== PROBLEM STATEMENT ==
Please extract the passage of the UNICEF brand interview between "David Ohana: Do" and "that’s your origin.", inclusive.
* start PASSAGE SHOWN *
Mark Jones: I want to connect three kind of circles of conversations. One is brand. PS, by the way, when will brand purpose just become brand, it’s just what brands do, right? We’re kind of getting towards that.
David Ohana: Yeah.
Mark Jones: Then we’ve got this concept broadly speaking of marketing and communications, the whole discipline. And then advertising as a discipline in itself. In your career, you’ve kind of landed on the side of brand. Are those, the two buckets that I speak about, dealt with separately within UNICEF or are they sort of within your purview as well?
David Ohana: More and more it’s all being brought together. The way UNICEF is currently set up, there’s a digital team, a brand team, a public advocacy team, strategic internal comms. So, it’s kind of a set up, like most of the traditional comm shop. But I would say, more and more of these worlds are coming together. So when you say, brand purpose is just brand, at the heart of everything we’re doing, are the brand values. We’ve seen time and time again, organisations that have strayed too far to the left or right of their brand values have suffered greatly.
David Ohana: Mark Jones: What do you believe in as it relates to a brand? What’s the value of a brand?
David Ohana: Sure. Again, I think that the answer to that would differ slightly depending on the sector. We’re not delivering to a bottom line for shareholders at UNICEF. But I think that the very heart of a brand, it’s working out what the purpose is. So why people are turning up to work in the morning, what you’re actually working towards. I think if that is a super inspiring purpose, you’re going to attract naturally the best and brightest from around the world and you’re going to become a magnet. I think the strongest brands are the ones that good just gravitate towards naturally, both staff, customers, partners, etc. I think the best brands are ones that have a very clearly articulated brand purpose, a reason for being. And I think now, in 2019, the added part of that is the best brands on earth and the ones that are going to stand the test of time and be very profitable as well, are the ones that are showing to have a positive impact on society.
Mark Jones: On the world, yeah. Do you have any idea what the UNICEF brand is worth?
David Ohana: Do you know what, we have a team in Geneva that’s our market research team who have been amazing. All of the work that we’ve been doing on brand has been based on actual consumer insights and our global barometers. There is a piece of work that was done, because obviously UNICEF is one of the world’s most known and loved brands. Awareness is close to 95% of prompted awareness around the world, which is incredible. Popular public opinion is around 68%. But we did have this rather curious anomaly, which is where a lot of my work is grounded in, is that there was a relatively low association with UNICEF and children, which is kind of surprising. It was about 49%-
Mark Jones: Given that’s your origin.
David Ohana: Exactly.
Mark Jones: Children and women, right?
David Ohana: Right. But I guess you could look at many reasons for that. We’ve sort of became so famous. Early on, we were known as an acronym, so we kind of lost the word children out of UNICEF.
Mark Jones: Got it.
* end PASSAGE SHOWN *
* start INFORMATION SHOWN *
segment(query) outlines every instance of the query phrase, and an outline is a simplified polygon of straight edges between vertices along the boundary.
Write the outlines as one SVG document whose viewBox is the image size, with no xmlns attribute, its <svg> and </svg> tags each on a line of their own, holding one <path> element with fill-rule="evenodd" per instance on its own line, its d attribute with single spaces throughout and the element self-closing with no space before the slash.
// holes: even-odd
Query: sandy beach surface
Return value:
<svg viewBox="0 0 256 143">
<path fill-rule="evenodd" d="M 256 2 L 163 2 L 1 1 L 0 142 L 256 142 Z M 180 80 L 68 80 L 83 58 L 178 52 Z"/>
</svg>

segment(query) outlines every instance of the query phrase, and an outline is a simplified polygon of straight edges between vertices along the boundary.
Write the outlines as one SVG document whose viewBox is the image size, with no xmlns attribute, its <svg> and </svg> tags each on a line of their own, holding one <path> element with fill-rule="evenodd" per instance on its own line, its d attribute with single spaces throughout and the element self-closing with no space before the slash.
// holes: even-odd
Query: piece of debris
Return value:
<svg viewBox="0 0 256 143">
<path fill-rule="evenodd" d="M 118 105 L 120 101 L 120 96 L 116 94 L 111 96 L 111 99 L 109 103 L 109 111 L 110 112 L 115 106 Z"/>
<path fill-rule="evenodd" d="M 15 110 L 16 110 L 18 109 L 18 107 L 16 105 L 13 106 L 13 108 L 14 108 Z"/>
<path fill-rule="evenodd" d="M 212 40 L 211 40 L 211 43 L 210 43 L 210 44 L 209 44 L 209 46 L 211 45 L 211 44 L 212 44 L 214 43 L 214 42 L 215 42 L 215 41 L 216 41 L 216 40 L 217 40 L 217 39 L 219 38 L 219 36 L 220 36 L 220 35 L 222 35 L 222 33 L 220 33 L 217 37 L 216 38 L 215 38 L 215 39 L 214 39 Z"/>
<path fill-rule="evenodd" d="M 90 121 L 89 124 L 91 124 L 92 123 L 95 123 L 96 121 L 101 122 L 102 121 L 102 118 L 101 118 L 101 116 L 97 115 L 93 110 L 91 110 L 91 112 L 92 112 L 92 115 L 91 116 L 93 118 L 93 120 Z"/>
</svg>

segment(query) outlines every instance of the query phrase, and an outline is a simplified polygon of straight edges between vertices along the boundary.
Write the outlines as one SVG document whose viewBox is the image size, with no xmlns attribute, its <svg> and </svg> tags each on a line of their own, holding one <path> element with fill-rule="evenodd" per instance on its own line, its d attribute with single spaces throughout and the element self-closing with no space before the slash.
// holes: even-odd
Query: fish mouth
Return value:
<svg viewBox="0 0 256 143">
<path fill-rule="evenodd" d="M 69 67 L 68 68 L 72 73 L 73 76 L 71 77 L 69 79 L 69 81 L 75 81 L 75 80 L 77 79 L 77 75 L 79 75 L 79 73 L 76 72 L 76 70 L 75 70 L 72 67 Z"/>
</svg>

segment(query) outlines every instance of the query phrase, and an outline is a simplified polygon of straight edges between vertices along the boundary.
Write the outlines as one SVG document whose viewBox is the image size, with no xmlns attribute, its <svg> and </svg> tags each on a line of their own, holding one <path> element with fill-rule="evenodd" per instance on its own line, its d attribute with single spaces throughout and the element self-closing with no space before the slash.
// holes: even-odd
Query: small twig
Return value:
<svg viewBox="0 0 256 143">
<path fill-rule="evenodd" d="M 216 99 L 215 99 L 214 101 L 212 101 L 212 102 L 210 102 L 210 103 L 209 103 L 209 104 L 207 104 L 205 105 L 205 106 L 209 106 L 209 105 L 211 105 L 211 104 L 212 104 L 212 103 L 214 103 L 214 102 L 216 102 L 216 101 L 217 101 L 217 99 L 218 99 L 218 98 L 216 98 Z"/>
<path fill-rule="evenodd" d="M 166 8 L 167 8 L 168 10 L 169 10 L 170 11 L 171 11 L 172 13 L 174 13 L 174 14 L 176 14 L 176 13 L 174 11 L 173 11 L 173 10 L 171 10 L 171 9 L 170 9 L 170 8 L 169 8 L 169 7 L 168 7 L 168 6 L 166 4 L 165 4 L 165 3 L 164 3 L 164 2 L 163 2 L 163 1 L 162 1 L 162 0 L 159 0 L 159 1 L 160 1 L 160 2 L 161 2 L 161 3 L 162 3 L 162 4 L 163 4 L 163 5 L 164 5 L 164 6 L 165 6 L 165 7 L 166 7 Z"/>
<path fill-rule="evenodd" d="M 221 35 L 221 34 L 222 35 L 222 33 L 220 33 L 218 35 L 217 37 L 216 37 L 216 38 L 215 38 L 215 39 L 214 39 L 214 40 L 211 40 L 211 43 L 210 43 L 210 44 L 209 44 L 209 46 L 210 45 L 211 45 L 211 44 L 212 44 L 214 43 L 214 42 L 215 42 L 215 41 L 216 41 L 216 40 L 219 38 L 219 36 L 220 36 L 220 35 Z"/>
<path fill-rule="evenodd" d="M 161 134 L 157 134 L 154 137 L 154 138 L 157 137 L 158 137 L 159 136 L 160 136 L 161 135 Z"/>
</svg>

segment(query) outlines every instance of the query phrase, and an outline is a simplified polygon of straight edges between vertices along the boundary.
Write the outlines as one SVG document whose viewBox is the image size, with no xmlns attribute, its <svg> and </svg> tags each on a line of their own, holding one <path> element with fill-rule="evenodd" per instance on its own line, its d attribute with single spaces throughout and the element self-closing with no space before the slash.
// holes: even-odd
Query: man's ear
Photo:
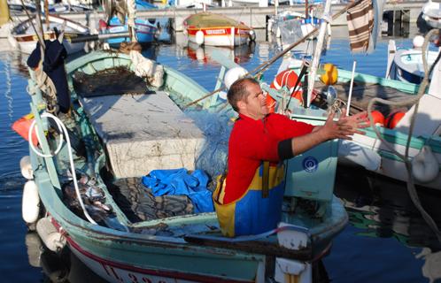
* end INFORMATION SHOWN *
== SOLUTION TO THIS TASK ==
David Ohana: Do you know what, we have a team in Geneva that’s our market research team who have been amazing. All of the work that we’ve been doing on brand has been based on actual consumer insights and our global barometers. There is a piece of work that was done, because obviously UNICEF is one of the world’s most known and loved brands. Awareness is close to 95% of prompted awareness around the world, which is incredible. Popular public opinion is around 68%. But we did have this rather curious anomaly, which is where a lot of my work is grounded in, is that there was a relatively low association with UNICEF and children, which is kind of surprising. It was about 49%-
Mark Jones: Given that’s your origin.